:: Excerpted passage ::

The spores are white, roughly spherical, thick-walled, non-amyloid, smooth, and have dimensions of 7–11 by 6–10 μm. Basidia are club-shaped, 60–80 by 6–8 μm, and 2-spored. Cystidia are absent. Sterigmata, the slender projections of the basidium that bear the spores, may be straight or curved, and up to 7–8 μm long. Microscopic and molecular analysis indicate that the species is related to chanterelles.

=== Chemistry ===
In addition to the major fatty acid components, palmitic acid, oleic acid and linoleic acid, C. cristata contains two unusual fatty acids, cis-9, cis-14-octadecadien-12-ynoic acid, and the conjugated cis-9, trans-11, trans-13, cis-15-octadecatetraenoic acid (commonly known as α-parinaric acid). C. cristata is the only fungi known to contain α-parinaric acid.

:::

> **To do**:
• A. Name every fatty acid that the passage on this fungus's spores and chemistry says C. cristata contains.
• B. Set down, word for word, the part of the passage on this fungus's spores and chemistry that opens with the words containing "The spores are" and closes with "related to chanterelles.".

:: Excerpted records ::

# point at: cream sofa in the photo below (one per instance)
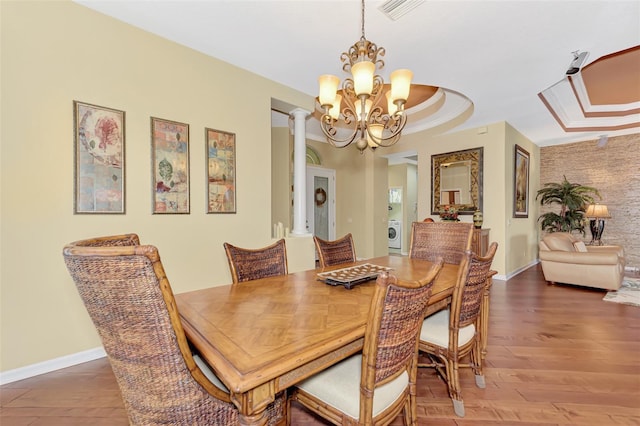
(566, 259)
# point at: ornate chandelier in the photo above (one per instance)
(358, 107)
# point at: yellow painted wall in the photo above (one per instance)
(57, 52)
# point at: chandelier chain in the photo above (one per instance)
(362, 11)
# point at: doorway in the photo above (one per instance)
(321, 202)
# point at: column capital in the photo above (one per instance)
(299, 113)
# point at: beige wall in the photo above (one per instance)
(615, 171)
(57, 52)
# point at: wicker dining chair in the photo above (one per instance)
(449, 240)
(252, 264)
(374, 387)
(452, 334)
(335, 252)
(129, 299)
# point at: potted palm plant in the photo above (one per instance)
(572, 199)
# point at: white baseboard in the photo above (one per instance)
(50, 365)
(517, 271)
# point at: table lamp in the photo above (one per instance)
(597, 213)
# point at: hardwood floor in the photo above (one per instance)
(557, 355)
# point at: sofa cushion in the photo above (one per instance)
(559, 241)
(580, 246)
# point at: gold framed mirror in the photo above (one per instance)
(456, 181)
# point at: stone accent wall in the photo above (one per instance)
(615, 171)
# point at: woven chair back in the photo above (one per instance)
(472, 280)
(335, 252)
(393, 327)
(253, 264)
(448, 240)
(110, 241)
(130, 302)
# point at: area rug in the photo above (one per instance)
(628, 294)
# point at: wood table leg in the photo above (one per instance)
(253, 404)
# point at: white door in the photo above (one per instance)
(321, 202)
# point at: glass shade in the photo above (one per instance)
(328, 88)
(334, 112)
(391, 107)
(363, 77)
(401, 84)
(597, 211)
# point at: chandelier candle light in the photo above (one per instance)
(359, 105)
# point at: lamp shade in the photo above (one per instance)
(400, 84)
(328, 88)
(597, 211)
(334, 112)
(363, 77)
(391, 107)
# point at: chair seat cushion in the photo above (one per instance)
(209, 374)
(435, 330)
(339, 387)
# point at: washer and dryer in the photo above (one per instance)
(395, 234)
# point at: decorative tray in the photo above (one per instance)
(353, 275)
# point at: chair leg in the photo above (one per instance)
(453, 381)
(458, 407)
(476, 364)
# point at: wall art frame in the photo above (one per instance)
(170, 166)
(99, 157)
(473, 158)
(221, 171)
(521, 167)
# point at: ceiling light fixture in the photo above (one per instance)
(578, 60)
(357, 106)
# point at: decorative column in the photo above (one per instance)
(299, 172)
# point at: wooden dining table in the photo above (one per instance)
(263, 336)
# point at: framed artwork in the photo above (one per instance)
(456, 181)
(170, 166)
(99, 159)
(221, 171)
(521, 183)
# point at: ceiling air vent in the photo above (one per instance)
(394, 9)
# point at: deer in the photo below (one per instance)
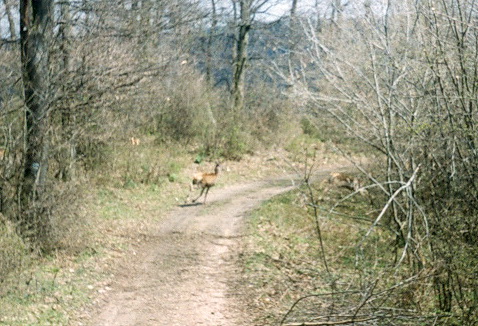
(342, 180)
(205, 181)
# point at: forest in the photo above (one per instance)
(391, 86)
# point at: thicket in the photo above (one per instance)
(408, 94)
(133, 72)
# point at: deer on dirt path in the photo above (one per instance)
(205, 181)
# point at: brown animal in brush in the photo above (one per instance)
(205, 181)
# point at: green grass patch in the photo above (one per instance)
(283, 259)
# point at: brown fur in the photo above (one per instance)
(342, 180)
(205, 181)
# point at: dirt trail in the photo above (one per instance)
(185, 274)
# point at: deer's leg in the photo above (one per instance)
(205, 196)
(202, 190)
(191, 188)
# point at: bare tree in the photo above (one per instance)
(9, 10)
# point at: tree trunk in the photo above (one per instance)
(209, 54)
(68, 154)
(35, 22)
(241, 58)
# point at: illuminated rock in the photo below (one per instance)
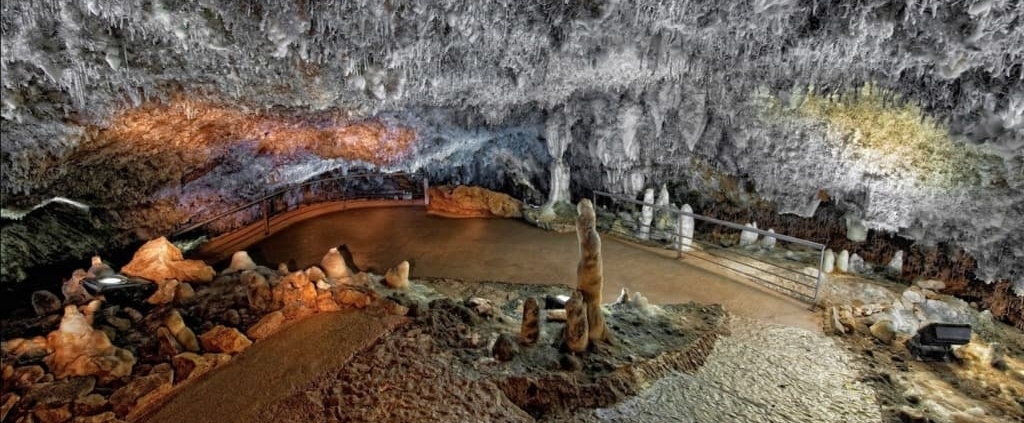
(45, 302)
(646, 214)
(590, 273)
(529, 331)
(828, 264)
(397, 277)
(843, 261)
(159, 259)
(749, 238)
(74, 289)
(81, 350)
(334, 265)
(224, 339)
(242, 261)
(266, 326)
(577, 331)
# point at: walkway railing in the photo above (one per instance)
(797, 283)
(370, 185)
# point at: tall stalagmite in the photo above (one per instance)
(590, 276)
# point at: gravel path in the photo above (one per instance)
(761, 373)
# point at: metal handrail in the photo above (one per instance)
(264, 199)
(817, 246)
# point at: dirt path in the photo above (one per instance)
(514, 251)
(272, 369)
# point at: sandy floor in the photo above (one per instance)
(514, 251)
(274, 368)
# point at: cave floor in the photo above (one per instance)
(508, 250)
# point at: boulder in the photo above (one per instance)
(505, 348)
(81, 350)
(45, 302)
(334, 265)
(258, 291)
(884, 331)
(159, 259)
(189, 366)
(166, 291)
(529, 331)
(472, 202)
(843, 261)
(241, 261)
(181, 333)
(26, 348)
(141, 392)
(397, 277)
(224, 339)
(266, 326)
(59, 392)
(828, 263)
(74, 289)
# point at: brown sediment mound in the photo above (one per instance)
(464, 201)
(439, 368)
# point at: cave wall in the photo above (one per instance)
(637, 93)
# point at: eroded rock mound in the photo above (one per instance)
(159, 259)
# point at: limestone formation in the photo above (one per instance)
(224, 339)
(828, 263)
(577, 331)
(258, 291)
(180, 331)
(334, 265)
(166, 291)
(241, 261)
(895, 266)
(768, 242)
(646, 214)
(843, 261)
(266, 326)
(529, 332)
(685, 224)
(45, 302)
(159, 259)
(397, 277)
(74, 289)
(749, 238)
(590, 275)
(81, 350)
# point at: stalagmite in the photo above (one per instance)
(646, 214)
(748, 238)
(768, 242)
(242, 261)
(843, 261)
(334, 265)
(828, 263)
(576, 324)
(397, 277)
(685, 241)
(529, 333)
(590, 276)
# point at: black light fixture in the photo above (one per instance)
(934, 342)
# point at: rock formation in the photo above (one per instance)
(577, 328)
(464, 201)
(159, 259)
(81, 350)
(334, 265)
(685, 224)
(590, 275)
(529, 332)
(646, 214)
(242, 261)
(397, 277)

:::

> **Answers per task**:
• A.
- palmitic acid
- oleic acid
- linoleic acid
- cis-9, cis-14-octadecadien-12-ynoic acid
- cis-9, trans-11, trans-13, cis-15-octadecatetraenoic acid (α-parinaric acid)

• B.
The spores are white, roughly spherical, thick-walled, non-amyloid, smooth, and have dimensions of 7–11 by 6–10 μm. Basidia are club-shaped, 60–80 by 6–8 μm, and 2-spored. Cystidia are absent. Sterigmata, the slender projections of the basidium that bear the spores, may be straight or curved, and up to 7–8 μm long. Microscopic and molecular analysis indicate that the species is related to chanterelles.